** Opening Data provided block **
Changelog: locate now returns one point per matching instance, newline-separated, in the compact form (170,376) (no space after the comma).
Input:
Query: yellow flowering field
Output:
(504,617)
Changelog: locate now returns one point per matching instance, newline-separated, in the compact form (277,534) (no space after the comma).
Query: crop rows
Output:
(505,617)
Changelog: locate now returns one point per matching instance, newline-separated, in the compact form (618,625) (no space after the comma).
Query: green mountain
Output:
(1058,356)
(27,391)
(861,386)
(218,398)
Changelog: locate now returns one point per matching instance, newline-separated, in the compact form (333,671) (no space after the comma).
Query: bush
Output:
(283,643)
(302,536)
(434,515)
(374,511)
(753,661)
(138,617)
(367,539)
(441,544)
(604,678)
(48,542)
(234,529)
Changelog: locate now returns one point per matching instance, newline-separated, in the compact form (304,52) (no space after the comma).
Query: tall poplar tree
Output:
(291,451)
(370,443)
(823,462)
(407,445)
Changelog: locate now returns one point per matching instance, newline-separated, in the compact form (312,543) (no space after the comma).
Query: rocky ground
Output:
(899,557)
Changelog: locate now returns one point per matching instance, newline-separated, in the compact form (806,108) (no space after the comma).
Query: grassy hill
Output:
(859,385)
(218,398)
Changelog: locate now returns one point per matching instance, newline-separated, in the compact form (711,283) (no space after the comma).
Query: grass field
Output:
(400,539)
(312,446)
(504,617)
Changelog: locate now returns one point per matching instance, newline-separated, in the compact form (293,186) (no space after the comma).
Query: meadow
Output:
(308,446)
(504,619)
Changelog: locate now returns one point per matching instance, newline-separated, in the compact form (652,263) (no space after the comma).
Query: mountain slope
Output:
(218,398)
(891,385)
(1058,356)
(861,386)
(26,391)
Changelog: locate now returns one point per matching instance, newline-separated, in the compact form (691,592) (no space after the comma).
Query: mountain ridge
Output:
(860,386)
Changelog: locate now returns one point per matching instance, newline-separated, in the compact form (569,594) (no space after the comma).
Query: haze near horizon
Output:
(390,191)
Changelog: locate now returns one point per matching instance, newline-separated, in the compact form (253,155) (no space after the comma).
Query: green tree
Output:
** Closing Data provided block **
Exercise instructions » Which lines of the data contain "field"? Copy them all.

Exercise output »
Query: yellow flowering field
Query: grass field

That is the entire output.